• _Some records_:
--------------------------------

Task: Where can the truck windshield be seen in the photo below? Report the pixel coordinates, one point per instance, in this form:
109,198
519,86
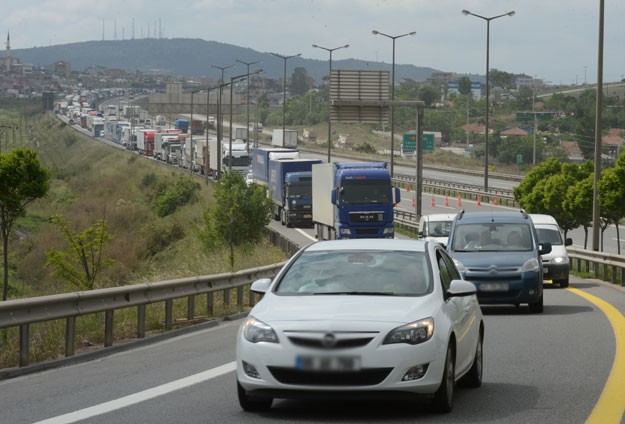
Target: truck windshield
241,161
366,192
301,191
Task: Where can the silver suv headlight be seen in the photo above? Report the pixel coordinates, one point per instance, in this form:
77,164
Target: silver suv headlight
530,265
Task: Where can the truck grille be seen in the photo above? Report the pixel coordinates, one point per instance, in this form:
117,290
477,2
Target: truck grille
366,216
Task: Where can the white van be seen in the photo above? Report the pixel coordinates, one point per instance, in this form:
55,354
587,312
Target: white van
436,227
556,264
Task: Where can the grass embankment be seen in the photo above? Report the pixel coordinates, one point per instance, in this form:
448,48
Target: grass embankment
89,182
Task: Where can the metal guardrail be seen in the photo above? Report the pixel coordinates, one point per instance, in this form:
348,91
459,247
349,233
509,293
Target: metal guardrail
23,313
466,191
604,266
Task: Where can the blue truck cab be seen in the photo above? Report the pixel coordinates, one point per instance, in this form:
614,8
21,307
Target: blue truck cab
290,185
353,200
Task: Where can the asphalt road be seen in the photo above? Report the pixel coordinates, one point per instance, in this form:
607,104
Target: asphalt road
549,367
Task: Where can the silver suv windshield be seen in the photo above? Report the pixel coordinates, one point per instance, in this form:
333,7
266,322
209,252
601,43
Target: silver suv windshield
492,237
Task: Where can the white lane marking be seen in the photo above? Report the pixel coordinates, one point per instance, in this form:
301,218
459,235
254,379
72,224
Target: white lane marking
134,398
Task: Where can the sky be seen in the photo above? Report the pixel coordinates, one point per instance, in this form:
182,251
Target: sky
552,40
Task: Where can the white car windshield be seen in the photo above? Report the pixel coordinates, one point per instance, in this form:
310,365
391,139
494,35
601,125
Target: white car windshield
392,273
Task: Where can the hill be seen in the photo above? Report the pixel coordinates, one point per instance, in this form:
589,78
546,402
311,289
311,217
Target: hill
193,58
91,181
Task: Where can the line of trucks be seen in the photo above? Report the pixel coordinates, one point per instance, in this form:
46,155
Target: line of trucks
339,200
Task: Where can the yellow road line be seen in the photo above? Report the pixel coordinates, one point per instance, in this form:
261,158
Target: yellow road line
611,404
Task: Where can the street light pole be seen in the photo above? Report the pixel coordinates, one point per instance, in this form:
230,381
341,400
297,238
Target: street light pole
285,58
220,121
393,37
190,154
232,81
329,106
247,99
487,19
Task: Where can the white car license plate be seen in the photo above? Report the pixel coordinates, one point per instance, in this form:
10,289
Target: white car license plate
494,287
327,363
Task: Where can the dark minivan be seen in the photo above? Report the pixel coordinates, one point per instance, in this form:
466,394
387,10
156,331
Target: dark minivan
498,251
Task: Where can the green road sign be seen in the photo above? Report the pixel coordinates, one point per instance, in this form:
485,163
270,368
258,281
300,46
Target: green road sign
409,144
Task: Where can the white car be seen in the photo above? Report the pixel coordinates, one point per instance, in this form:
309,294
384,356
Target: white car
383,317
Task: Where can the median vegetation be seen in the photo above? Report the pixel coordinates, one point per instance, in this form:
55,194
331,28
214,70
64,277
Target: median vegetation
145,220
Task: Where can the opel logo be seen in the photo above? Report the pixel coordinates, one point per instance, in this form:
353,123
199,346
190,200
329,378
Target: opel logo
329,340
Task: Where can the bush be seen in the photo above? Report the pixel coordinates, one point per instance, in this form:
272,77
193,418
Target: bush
172,195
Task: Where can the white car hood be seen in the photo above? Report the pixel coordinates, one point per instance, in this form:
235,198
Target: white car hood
343,308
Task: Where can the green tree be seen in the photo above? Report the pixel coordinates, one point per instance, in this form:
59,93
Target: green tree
429,94
525,98
525,193
299,81
81,264
501,79
239,215
22,180
612,199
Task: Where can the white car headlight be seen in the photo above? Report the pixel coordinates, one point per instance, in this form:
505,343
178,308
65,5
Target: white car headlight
530,265
256,331
413,333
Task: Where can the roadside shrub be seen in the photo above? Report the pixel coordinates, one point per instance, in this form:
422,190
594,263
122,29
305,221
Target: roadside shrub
159,235
172,194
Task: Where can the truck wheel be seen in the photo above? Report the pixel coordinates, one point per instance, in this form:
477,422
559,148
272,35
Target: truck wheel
537,307
564,283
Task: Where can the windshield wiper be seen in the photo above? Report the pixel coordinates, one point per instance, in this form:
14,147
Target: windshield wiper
356,293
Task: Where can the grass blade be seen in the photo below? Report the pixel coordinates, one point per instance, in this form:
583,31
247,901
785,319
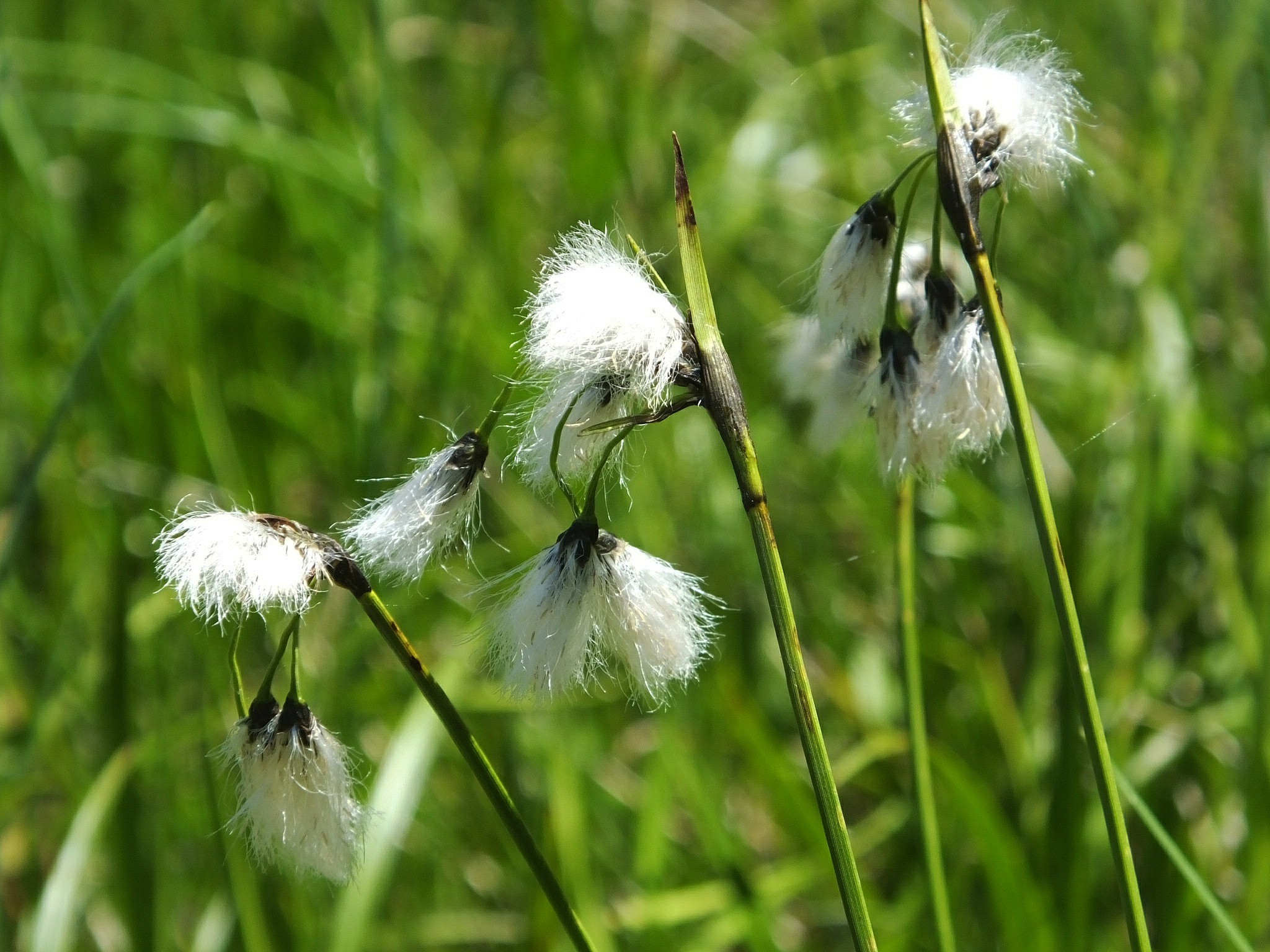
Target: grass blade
63,897
24,488
394,800
1184,866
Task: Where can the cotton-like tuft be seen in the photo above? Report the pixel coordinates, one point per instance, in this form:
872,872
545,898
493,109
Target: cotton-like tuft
600,403
296,796
1020,103
223,563
893,391
830,376
427,514
597,316
962,400
853,283
590,598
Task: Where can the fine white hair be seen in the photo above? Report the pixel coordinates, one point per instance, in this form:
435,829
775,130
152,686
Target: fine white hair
590,598
597,315
831,376
962,400
854,268
1019,99
890,391
429,513
298,799
597,403
224,563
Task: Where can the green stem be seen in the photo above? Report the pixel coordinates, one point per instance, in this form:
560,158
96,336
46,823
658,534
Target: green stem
294,692
477,760
894,186
236,673
897,255
957,192
727,407
918,746
556,451
491,421
266,691
936,234
996,226
588,507
648,265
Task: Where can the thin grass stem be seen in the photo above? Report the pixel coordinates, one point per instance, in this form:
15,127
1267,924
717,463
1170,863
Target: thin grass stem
918,746
235,672
477,760
723,399
1184,866
959,195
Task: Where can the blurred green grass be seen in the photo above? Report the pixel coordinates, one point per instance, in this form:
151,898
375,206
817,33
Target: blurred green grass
389,175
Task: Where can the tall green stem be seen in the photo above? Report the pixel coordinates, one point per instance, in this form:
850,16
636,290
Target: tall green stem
347,574
235,672
727,407
918,747
959,193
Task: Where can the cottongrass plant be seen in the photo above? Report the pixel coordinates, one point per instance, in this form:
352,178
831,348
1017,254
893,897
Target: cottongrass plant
593,597
298,804
601,343
228,563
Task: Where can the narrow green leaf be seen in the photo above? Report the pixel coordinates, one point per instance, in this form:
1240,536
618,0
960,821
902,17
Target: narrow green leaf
1184,866
394,801
63,897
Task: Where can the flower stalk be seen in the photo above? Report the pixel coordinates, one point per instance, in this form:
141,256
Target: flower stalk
723,399
918,747
347,574
961,191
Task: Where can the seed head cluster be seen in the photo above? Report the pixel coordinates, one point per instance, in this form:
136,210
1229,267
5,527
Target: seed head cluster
593,598
296,795
429,513
226,563
1020,104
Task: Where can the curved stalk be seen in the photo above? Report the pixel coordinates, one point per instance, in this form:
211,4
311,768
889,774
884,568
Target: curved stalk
897,257
347,574
235,672
918,748
959,192
722,397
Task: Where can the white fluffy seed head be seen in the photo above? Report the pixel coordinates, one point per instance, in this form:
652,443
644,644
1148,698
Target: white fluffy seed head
596,315
298,801
892,392
1020,104
224,563
590,598
600,402
962,400
915,265
853,281
427,514
831,376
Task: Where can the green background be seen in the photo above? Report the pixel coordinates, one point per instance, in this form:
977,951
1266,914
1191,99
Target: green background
385,179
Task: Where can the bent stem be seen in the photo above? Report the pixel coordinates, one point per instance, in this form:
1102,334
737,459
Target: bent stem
918,749
722,397
477,760
961,196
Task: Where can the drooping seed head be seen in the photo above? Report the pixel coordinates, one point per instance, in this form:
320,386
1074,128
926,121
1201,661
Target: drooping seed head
590,598
431,512
298,801
1020,104
596,315
224,563
853,282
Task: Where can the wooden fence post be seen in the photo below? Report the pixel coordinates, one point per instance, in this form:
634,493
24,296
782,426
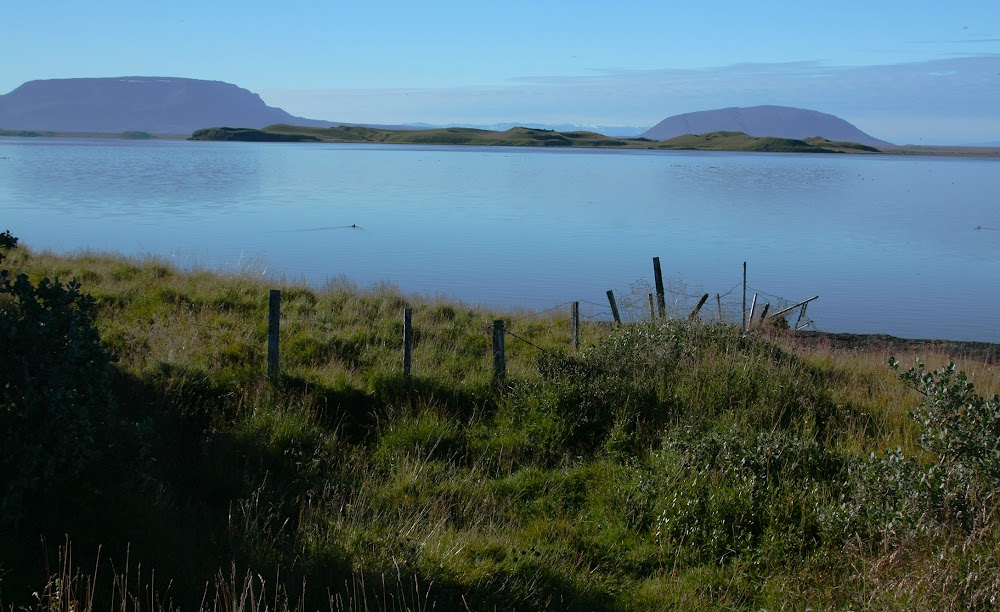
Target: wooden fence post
574,325
802,314
614,307
407,340
753,306
273,322
744,296
499,361
661,300
763,313
701,302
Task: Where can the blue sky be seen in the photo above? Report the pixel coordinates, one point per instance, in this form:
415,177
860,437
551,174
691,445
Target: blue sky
909,72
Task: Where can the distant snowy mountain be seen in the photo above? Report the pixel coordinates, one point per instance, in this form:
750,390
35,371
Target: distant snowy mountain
778,121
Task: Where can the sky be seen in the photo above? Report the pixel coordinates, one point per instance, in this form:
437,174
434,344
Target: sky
910,72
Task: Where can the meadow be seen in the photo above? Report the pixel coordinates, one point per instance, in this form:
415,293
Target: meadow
668,464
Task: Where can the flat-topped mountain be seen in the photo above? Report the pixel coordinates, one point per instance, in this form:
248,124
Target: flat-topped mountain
774,121
158,105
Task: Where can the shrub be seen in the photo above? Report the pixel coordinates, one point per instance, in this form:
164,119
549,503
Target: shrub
55,398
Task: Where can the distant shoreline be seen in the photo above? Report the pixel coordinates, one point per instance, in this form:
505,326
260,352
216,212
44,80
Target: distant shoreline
522,137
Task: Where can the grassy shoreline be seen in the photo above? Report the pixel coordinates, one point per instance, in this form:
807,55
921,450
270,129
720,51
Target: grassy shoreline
664,465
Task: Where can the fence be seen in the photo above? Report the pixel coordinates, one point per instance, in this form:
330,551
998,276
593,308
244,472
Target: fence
638,306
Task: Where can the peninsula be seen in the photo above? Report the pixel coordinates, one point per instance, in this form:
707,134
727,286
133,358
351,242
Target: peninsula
527,137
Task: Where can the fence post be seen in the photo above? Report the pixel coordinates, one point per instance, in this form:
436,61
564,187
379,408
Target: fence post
499,362
407,340
802,314
614,307
574,325
273,322
763,313
661,300
701,302
744,296
753,306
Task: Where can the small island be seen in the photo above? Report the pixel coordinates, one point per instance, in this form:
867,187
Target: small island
527,137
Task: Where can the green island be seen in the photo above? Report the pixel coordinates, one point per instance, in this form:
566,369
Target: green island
129,135
149,462
527,137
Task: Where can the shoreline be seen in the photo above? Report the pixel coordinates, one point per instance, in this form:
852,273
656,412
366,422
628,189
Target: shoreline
986,351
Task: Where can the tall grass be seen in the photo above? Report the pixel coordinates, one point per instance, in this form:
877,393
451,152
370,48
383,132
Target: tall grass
669,464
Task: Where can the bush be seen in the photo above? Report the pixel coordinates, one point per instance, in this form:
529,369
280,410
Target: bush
55,397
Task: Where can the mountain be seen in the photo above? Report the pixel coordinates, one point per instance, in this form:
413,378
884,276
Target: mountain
775,121
158,105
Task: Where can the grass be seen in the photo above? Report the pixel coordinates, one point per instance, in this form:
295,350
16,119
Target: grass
528,137
668,465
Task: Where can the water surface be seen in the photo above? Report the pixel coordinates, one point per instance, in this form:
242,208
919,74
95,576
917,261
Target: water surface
888,242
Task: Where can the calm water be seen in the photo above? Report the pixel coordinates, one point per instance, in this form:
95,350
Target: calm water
889,243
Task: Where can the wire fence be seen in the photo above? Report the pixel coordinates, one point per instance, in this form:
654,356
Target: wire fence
641,303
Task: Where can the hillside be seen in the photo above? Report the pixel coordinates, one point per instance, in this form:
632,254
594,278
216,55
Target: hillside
775,121
676,464
738,141
158,105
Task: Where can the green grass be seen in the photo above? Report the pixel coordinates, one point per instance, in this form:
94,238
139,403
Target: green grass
528,137
669,465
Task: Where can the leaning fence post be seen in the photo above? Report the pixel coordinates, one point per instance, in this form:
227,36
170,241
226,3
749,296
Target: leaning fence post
273,321
763,313
614,307
407,340
661,299
701,302
574,325
744,296
499,362
753,305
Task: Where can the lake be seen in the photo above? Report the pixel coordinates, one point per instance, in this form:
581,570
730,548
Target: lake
892,244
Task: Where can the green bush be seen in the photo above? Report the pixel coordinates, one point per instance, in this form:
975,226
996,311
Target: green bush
55,397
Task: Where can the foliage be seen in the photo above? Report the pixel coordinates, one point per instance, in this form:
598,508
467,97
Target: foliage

--------------------------------

• _What the task asks_: Exactly and exclusively, repeat the lines from the line that contains "Task: Where can the grass be" through the end of the records, both ends included.

• _Task answer_:
Task: Where can the grass be seen in the photo above? Report the pixel coordinates, one point per instance, in this form:
295,350
16,119
Target: grass
528,137
668,465
Task: Where can the water surface be seen in the photo above? Report the pixel coordinates, one point per instance, in this form:
242,208
919,74
95,576
917,261
Target: water surface
888,242
Task: Where can the calm water be seen in the photo above? Report the pixel coordinates, one point per instance, in this form:
95,350
Target: calm water
889,243
Task: Where can the wire fence be seen in the photo above? Report the pixel coordinates, one point per instance, in this form:
654,356
Target: wire fence
641,303
Task: Where can the hillside be seen in the photo above? Report the pixel coordinates, one point per instance, in this form:
632,254
594,278
216,55
Target: hillside
775,121
676,464
738,141
158,105
Task: Where can the green grass be seen in the photo above? Report the pixel coordinates, one point per instance, in this form:
94,238
139,403
Target: green grass
528,137
669,465
Task: Where can the leaning fence post be seen in the photo above? Report the pixel coordinates, one point per instance, in this form:
227,36
170,241
226,3
749,296
Target: leaning fence post
273,321
763,313
614,307
407,340
661,299
701,302
574,325
744,296
499,362
753,305
Task: Where can the lake be seen in the photo above? Report the pixel coordinates, one point per instance, in this form:
581,570
730,548
Target: lake
892,244
Task: Where can the green bush be seen in the photo above? Report the pixel coordinates, one point per instance, in this form:
975,226
996,311
Target: green bush
55,397
Task: Where can the foliage be seen in the photo above? Report the pixel coordinates, one point per instance, in this form:
598,508
467,97
Target: foliage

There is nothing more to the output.